- Given entries
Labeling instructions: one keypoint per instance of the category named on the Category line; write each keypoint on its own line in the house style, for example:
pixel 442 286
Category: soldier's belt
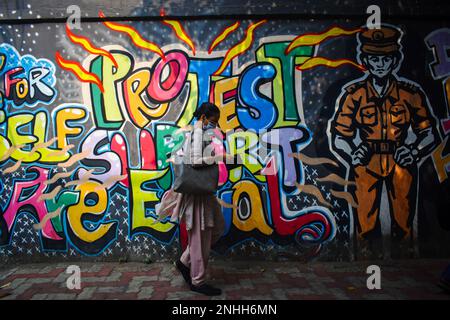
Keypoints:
pixel 382 147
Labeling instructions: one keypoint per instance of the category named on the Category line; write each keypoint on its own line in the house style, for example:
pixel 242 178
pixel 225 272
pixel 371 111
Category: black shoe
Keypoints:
pixel 206 289
pixel 185 271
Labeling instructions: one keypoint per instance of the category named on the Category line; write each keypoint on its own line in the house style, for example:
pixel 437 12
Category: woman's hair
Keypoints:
pixel 208 109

- Activity
Your answer must be an exact transcription of the records above, minus the pictures.

- Answer section
Labeling instructions: one keypoint per instance of the category named on the Category line; write each keypoint on its own line in the house style, for example:
pixel 442 286
Category: soldier's belt
Keypoints:
pixel 382 147
Labeling instructions: one keypoint per instance of the category named on the Category line; write each keypoint on its own line in the house style, for example:
pixel 242 178
pixel 225 272
pixel 371 111
Category: black shoe
Keypoints:
pixel 206 289
pixel 185 271
Labeling instructions: one keypoint per instance of the category named on the Category line; write each keypoint on its own line in the house style, for example:
pixel 437 12
Category: woman's hair
Keypoints:
pixel 208 109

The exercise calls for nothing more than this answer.